CHALLENGE
Please copy the listing below from the line containing "Indicate every instance of the white background" down to its end, requests included, and scale every pixel coordinate in the answers by 0.35, rounding to whole numbers with halves rounded up. Leave the pictures out.

|---|

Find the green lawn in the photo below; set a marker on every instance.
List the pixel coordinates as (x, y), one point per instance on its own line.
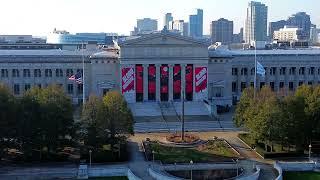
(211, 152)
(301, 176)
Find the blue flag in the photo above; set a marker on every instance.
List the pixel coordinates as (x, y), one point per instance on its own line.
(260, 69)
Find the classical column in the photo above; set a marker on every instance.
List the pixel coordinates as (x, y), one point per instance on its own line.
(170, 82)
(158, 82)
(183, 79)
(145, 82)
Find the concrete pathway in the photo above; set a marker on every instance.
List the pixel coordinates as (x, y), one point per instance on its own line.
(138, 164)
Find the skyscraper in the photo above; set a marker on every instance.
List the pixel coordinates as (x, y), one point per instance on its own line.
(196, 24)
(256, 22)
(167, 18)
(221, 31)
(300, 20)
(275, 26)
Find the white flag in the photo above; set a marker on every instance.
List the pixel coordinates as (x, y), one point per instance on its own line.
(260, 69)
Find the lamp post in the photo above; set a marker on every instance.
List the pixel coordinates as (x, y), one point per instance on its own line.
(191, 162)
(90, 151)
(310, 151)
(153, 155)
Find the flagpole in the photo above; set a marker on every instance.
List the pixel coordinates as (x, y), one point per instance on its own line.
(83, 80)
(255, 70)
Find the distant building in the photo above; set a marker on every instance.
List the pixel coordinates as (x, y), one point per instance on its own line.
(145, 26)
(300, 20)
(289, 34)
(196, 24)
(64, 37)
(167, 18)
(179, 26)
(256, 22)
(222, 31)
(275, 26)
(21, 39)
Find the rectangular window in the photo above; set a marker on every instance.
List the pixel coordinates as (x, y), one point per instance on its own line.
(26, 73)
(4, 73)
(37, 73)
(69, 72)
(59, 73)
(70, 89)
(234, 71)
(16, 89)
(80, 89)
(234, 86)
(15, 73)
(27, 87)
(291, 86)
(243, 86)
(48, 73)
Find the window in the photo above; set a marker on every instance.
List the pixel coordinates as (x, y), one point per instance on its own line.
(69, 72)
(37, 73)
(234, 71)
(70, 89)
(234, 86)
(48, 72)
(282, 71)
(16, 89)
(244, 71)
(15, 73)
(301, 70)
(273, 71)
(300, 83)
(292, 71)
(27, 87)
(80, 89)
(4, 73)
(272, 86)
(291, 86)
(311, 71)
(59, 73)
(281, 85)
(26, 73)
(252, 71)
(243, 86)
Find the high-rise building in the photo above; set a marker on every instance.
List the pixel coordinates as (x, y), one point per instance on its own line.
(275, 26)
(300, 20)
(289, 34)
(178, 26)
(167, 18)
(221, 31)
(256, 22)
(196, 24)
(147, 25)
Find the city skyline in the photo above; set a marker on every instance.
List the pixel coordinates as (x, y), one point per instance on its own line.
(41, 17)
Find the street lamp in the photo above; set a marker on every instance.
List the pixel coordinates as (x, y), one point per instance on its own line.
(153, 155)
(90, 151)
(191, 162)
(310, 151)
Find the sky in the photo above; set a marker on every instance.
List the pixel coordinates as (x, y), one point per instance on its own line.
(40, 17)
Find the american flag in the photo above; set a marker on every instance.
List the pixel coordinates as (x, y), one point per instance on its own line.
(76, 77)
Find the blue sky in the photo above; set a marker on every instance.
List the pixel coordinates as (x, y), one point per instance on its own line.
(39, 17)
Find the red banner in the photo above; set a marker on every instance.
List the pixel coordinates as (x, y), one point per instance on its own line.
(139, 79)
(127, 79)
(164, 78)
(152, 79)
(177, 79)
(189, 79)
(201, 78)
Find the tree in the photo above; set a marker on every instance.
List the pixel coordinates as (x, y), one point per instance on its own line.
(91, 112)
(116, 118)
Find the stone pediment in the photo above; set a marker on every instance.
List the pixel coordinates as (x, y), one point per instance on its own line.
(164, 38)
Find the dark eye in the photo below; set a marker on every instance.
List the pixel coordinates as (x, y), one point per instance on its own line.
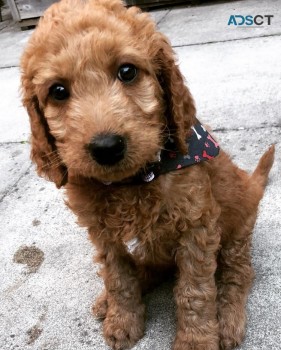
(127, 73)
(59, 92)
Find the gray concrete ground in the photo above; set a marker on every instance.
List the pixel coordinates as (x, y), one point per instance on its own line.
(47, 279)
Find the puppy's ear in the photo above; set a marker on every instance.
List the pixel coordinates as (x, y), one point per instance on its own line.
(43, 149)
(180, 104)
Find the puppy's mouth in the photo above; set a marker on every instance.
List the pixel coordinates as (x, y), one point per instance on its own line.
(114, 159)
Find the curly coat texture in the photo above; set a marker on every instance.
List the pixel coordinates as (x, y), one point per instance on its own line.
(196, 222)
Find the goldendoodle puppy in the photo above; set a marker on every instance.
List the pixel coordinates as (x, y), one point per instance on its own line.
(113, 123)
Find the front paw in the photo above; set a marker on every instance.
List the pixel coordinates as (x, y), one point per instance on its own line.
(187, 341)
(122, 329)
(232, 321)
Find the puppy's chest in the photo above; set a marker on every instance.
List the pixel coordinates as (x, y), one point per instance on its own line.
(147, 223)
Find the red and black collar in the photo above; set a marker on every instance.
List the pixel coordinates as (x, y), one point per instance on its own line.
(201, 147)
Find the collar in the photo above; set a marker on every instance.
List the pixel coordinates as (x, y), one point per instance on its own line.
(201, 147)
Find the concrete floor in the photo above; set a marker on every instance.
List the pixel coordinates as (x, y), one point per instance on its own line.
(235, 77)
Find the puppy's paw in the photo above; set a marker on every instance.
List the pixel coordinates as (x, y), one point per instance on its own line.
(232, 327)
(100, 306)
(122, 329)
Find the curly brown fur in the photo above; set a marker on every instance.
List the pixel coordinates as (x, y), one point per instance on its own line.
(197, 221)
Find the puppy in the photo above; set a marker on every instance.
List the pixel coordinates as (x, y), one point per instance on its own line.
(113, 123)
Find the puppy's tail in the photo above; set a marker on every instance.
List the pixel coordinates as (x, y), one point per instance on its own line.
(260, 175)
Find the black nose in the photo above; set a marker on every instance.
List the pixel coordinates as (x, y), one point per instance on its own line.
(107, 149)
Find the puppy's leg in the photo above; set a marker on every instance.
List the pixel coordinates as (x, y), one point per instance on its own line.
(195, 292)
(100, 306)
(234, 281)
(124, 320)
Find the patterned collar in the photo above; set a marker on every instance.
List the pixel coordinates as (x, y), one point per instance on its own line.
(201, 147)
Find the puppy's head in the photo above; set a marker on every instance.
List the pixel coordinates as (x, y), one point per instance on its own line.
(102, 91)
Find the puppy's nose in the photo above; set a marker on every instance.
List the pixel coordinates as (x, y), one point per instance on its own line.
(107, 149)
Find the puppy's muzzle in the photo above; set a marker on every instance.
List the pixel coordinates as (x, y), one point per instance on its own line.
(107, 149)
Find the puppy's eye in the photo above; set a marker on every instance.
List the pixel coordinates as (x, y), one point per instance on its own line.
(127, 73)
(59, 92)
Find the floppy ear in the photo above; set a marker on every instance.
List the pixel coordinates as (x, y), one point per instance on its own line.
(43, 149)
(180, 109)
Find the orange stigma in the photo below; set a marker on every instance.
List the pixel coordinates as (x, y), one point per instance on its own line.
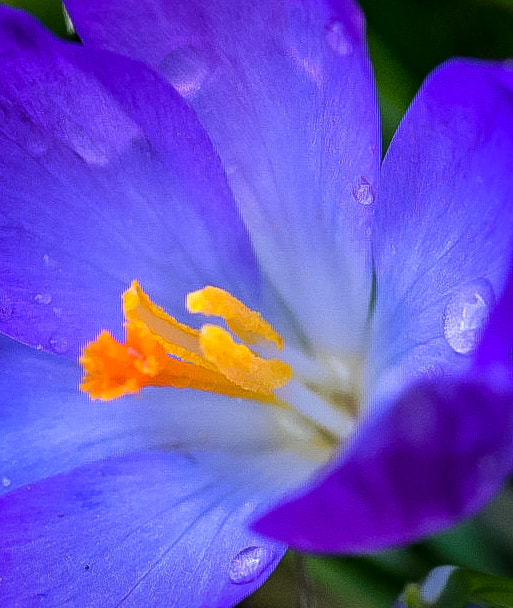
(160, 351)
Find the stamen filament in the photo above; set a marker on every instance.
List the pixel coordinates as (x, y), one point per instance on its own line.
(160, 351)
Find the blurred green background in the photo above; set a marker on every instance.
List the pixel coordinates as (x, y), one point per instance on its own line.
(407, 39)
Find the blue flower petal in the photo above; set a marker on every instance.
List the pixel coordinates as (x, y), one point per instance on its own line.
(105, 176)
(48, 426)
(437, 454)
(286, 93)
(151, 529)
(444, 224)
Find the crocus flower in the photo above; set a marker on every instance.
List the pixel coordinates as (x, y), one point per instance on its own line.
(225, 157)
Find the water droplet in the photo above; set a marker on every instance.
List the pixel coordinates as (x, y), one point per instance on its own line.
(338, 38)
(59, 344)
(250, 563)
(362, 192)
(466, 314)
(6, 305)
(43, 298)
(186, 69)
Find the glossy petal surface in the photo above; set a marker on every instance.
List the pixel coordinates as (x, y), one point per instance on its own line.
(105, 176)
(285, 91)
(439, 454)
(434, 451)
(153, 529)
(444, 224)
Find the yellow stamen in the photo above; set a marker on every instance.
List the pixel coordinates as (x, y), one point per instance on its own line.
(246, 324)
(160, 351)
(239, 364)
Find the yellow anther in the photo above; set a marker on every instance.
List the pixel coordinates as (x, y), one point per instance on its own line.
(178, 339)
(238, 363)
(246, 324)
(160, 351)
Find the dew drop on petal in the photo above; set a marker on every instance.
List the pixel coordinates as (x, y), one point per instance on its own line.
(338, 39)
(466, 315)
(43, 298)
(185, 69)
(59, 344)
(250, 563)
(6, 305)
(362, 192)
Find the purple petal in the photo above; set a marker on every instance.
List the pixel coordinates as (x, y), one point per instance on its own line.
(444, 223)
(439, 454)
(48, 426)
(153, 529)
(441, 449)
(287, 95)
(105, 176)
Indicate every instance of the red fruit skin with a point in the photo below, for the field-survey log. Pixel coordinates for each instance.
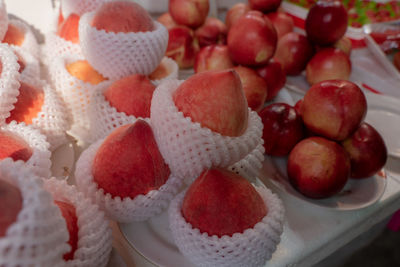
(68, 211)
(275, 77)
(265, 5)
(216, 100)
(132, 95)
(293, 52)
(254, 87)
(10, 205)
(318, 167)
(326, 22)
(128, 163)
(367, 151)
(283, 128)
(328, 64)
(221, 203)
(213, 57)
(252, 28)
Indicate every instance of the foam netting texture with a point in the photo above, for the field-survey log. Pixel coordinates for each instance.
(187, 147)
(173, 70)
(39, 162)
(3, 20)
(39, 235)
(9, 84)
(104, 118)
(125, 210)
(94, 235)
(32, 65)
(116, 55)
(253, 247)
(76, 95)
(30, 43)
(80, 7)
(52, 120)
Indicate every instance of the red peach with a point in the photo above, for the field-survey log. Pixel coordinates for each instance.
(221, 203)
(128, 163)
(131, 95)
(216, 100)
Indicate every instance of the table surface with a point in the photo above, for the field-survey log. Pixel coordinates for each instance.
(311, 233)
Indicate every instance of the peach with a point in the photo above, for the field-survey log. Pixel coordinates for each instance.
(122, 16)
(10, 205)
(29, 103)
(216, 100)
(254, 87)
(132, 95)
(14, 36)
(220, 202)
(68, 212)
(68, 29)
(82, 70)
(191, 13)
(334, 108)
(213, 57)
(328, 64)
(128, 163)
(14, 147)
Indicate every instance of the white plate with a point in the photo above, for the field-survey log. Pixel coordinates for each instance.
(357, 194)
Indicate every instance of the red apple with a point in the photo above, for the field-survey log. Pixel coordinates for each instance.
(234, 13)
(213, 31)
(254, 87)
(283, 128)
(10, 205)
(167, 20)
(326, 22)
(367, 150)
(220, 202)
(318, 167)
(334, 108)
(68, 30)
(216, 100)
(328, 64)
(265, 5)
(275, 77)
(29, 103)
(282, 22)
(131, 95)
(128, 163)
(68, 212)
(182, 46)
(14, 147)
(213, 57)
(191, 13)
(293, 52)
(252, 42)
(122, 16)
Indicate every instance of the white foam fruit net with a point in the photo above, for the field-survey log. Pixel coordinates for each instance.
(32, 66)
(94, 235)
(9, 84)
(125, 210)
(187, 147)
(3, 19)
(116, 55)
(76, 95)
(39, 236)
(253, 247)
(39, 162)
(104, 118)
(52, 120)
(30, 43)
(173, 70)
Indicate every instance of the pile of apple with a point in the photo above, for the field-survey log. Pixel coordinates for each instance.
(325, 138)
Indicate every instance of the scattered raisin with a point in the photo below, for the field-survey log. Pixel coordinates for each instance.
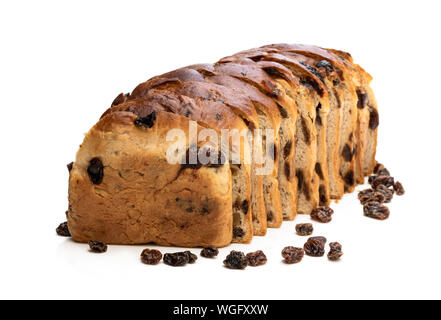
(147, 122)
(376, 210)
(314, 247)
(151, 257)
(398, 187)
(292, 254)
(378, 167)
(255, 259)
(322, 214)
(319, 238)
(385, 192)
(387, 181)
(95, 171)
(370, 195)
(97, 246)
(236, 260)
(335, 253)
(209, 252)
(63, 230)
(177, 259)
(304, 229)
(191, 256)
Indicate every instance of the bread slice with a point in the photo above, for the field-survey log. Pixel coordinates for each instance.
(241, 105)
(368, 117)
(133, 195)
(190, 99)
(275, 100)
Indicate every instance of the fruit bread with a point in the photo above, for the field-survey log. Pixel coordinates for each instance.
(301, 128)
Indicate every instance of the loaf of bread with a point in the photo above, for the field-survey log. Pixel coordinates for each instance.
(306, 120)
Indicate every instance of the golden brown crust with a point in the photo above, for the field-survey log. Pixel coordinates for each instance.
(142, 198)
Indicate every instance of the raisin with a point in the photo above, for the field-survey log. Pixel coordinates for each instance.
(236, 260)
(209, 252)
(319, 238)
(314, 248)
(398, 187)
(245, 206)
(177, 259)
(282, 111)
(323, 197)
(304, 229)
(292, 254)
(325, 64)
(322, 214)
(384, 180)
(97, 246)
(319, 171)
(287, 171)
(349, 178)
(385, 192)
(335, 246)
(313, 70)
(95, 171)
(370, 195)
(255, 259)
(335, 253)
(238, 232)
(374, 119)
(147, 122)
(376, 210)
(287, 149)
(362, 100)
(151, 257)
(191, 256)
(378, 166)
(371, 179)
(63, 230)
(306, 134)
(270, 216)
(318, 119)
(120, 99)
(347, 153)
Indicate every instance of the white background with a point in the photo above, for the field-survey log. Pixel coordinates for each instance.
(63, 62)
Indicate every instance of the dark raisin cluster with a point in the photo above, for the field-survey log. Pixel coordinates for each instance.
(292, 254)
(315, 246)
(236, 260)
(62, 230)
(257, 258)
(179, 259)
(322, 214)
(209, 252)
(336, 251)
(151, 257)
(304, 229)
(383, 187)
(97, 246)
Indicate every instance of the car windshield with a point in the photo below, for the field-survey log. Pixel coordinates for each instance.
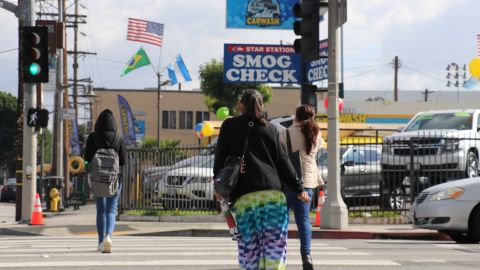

|---|

WORKED SOLUTION
Indicate every instance of the white background with a point in the photo above, for the field-survey log. Pixel coordinates for each instance.
(22, 22)
Indicate every instance of the dark raisin cluster with a point in the photo above, for the field-survey log. Pixel coordinates for each instance.
(102, 89)
(110, 86)
(83, 91)
(22, 81)
(90, 90)
(63, 91)
(113, 75)
(73, 88)
(118, 88)
(53, 90)
(106, 80)
(134, 65)
(34, 86)
Indicate every instance of the car windshield with a point in the photo below, for the field-survey log. Pixel coordinates for each instance.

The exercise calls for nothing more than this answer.